## Stored records
-----
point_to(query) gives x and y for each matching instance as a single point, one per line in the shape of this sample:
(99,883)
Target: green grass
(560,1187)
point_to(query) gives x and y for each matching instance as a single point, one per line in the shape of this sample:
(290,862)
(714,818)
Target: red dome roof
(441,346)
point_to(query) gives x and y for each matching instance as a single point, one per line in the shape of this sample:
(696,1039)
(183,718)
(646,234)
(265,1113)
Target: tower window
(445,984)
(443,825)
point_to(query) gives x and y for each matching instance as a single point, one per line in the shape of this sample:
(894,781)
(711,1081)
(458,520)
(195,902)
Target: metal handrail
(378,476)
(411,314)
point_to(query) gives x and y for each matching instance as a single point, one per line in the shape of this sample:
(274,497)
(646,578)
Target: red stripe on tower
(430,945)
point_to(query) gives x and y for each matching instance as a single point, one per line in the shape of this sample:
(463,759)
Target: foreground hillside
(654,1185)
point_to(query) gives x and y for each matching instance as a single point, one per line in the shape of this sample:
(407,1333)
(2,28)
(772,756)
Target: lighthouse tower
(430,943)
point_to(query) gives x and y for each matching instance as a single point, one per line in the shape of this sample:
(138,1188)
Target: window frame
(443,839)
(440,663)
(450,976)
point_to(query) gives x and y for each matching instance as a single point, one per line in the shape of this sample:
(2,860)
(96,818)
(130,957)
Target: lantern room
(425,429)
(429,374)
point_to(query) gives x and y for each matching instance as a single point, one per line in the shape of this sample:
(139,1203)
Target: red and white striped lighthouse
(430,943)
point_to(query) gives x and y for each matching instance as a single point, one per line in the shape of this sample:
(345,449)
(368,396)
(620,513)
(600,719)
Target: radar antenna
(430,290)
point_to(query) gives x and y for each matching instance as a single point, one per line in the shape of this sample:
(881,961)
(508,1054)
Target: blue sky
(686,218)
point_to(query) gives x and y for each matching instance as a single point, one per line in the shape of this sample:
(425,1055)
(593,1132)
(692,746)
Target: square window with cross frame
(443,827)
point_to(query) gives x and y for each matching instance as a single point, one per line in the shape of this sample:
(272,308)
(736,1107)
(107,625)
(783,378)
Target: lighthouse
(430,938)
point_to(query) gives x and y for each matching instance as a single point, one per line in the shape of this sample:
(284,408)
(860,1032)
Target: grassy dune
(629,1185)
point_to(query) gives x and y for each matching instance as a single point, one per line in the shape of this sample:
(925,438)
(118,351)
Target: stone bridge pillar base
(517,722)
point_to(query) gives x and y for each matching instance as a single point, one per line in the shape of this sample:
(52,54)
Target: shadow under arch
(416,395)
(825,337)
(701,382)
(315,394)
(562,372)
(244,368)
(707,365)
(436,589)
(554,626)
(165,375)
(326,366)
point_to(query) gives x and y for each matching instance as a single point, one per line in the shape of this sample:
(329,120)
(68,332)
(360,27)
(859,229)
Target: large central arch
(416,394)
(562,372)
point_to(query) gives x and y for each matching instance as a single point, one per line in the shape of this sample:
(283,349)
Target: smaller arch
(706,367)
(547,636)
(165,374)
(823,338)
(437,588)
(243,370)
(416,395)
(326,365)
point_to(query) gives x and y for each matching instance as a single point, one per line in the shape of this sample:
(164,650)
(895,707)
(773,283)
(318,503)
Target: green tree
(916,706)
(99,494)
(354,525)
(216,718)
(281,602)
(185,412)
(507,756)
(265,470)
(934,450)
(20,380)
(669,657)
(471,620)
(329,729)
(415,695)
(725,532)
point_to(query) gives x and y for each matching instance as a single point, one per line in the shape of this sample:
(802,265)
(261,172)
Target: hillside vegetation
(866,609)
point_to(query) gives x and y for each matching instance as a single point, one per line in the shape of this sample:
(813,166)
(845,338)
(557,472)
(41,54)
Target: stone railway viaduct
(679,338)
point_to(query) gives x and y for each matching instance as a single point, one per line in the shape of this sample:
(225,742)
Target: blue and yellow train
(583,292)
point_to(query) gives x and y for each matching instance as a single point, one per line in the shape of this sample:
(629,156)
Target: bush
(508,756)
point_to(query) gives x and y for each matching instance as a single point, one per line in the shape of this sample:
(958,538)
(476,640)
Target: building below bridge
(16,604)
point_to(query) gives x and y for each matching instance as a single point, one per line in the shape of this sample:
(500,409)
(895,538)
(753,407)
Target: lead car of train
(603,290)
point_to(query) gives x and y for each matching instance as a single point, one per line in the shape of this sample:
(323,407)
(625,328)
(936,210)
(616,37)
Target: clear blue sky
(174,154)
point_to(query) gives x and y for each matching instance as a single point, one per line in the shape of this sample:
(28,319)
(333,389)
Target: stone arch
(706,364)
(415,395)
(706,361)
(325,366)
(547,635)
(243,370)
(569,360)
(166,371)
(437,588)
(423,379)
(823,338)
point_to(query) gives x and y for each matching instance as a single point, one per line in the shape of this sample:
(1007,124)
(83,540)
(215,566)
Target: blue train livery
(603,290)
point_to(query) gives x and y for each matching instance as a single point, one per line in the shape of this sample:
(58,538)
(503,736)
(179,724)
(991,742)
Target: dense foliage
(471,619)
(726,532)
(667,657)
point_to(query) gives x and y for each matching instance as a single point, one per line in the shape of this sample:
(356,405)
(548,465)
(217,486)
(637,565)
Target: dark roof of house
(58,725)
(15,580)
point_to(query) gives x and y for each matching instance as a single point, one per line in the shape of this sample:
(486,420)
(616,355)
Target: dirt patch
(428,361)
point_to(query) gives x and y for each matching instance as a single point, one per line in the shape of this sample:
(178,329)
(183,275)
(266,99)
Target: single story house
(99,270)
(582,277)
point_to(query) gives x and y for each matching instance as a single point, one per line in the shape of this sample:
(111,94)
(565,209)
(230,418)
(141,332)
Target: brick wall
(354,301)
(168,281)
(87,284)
-----
## What to do
Write out every entry exactly as given.

## Final answer
point_to(query) gives x and y for each matching instance as a single point, one per line in the shape of this sample:
(99,883)
Target: green grass
(560,1187)
point_to(query) gives x and y for each matching instance as a single point, one per line in the shape of this sample:
(290,862)
(714,818)
Target: red dome roof
(441,346)
point_to(query) gives x and y for each matching instance as a single point, one per line in the shape of this sample:
(696,1039)
(183,718)
(646,234)
(265,1113)
Target: tower window
(445,984)
(443,825)
point_to(query) gives x and y for each matching instance as a single point, one per line in the shape of this sample:
(894,781)
(711,1081)
(458,520)
(195,902)
Target: metal handrail
(378,476)
(411,314)
point_to(query) gives x and y for each matching instance as a single point, one per line in the shape of this sample:
(274,497)
(646,578)
Target: red stripe on tower
(430,945)
point_to(query) gives x and y for each matching instance as a single point, one per line in the shape of this sample:
(463,759)
Target: foreground hillside
(654,1185)
point_to(query) gives x and y for each matching instance as a single point, one per line in the shape of this sample:
(407,1333)
(2,28)
(772,756)
Target: lighthouse tower
(430,943)
point_to(query) gives x and y for each matching instance as a single point, one per line in the shape of this sample:
(138,1188)
Target: window frame
(443,839)
(440,663)
(450,976)
point_to(query) gives x and y for each matching instance as a single point, one per line in the shape of this sample:
(2,860)
(96,818)
(130,957)
Target: lantern room
(425,429)
(429,374)
point_to(query) gives x and y for each matching instance as a single point, one per line in the shape of this sample:
(139,1203)
Target: red and white striped lighthouse
(430,943)
point_to(query) gives x and y for each matching instance as a single point, one per line in the shape of this sample:
(345,449)
(368,396)
(620,513)
(600,719)
Target: radar antenna
(430,290)
point_to(query) gives x and y for each matching instance as a single point, one per line in the shape of this sample:
(881,961)
(508,1054)
Target: blue sky
(686,218)
point_to(query) gives x and y for each matching instance as a single point, one per line in the shape of this sample:
(425,1055)
(593,1132)
(692,746)
Target: square window with cross frame
(443,827)
point_to(query) gives x and y for each matching instance as a single point, one per line in the shape of this sample:
(272,308)
(736,1107)
(107,625)
(783,378)
Target: lighthouse
(430,938)
point_to(query) gives x and y for each matching instance as a single point, one per line in the shape of this sample:
(284,408)
(860,1032)
Target: grassy dune
(629,1185)
point_to(query) gives x and y for each matching instance as a single point, one per line in the shape of this sample:
(925,438)
(118,351)
Target: stone bridge pillar base
(517,722)
point_to(query) gives x and y for each matching instance as a single point, one per line in the shape of this sample:
(52,54)
Target: shadow under arch
(416,395)
(825,337)
(701,382)
(315,394)
(562,372)
(244,368)
(707,365)
(436,589)
(554,626)
(165,375)
(326,366)
point_to(query) gives x and y for each matching instance as a single point, one per line in the shape of this sample:
(329,120)
(68,332)
(360,27)
(859,229)
Target: large central arch
(416,394)
(562,372)
point_to(query) gives x and y for each matching instance as a single point, one per line in the shape of this sample:
(283,349)
Target: smaller arch
(706,367)
(547,636)
(165,374)
(823,338)
(437,588)
(243,370)
(416,395)
(326,365)
point_to(query) gives x and y for each matching instance as a single point, one per line in the shape of this sample:
(164,650)
(895,707)
(773,283)
(318,503)
Target: green tree
(916,706)
(99,494)
(354,525)
(216,718)
(281,602)
(185,412)
(507,756)
(265,470)
(934,450)
(20,380)
(669,657)
(471,620)
(329,729)
(415,695)
(725,532)
point_to(query) gives x and y for each matching instance as a single point, one per line in the shape of this sample:
(802,265)
(261,172)
Target: hillside vegetation
(866,609)
point_to(query) gives x and y for each matching instance as a single point, one per line in the shape of this sample:
(813,166)
(845,338)
(557,472)
(41,54)
Target: stone railway viaduct
(679,338)
point_to(query) gives x and y for each matching instance as a single point, one per line in the shape of this sample:
(225,742)
Target: blue and yellow train
(583,292)
point_to(query) gives x and y for each matching instance as a single point, one per line in the shape of this sample:
(629,156)
Target: bush
(508,756)
point_to(query) gives x and y for each matching instance as a single point, one per line in the shape of this sample:
(958,538)
(476,640)
Target: building below bridge
(16,604)
point_to(query) gives x and y for each matching instance as a single point, one per line in the shape of this sample:
(500,409)
(895,538)
(753,407)
Target: lead car of train
(603,290)
point_to(query) gives x and y for each matching instance as a single point, one per line in the shape of this sample:
(323,407)
(625,328)
(936,210)
(616,37)
Target: clear blue sky
(174,154)
point_to(query) gives x and y for each matching instance as a single point, one per line in the shape of this sample:
(28,319)
(333,389)
Target: stone arch
(706,364)
(415,395)
(706,361)
(325,366)
(547,635)
(243,370)
(569,360)
(166,371)
(437,588)
(423,379)
(823,338)
point_to(query) gives x and y for each matching instance as a single point, one per line in the shape of this sample:
(1007,124)
(83,540)
(215,566)
Target: blue train livery
(603,290)
point_to(query) gives x and y for each matching instance as a single point, one per line in the shape of this sample:
(58,538)
(503,736)
(179,724)
(991,742)
Target: dense foliage
(471,619)
(726,532)
(667,657)
point_to(query) gives x and y for each matching instance as a single point, one per line in the shape of this sample:
(356,405)
(548,465)
(217,486)
(637,565)
Target: dark roof of house
(58,725)
(15,580)
point_to(query) gives x and y for each matching instance as a single point, one per line in the shape of this sample:
(486,420)
(616,355)
Target: dirt patch
(428,361)
point_to(query) gives x and y for each matching instance as a single point, one per line in the shape of this sample:
(178,329)
(183,275)
(266,99)
Target: single story house
(99,270)
(582,277)
point_to(query) gives x and y for each matching instance as a single point, one per line in the shape of this sample:
(111,94)
(565,209)
(230,418)
(141,332)
Target: brick wall
(354,301)
(168,281)
(87,284)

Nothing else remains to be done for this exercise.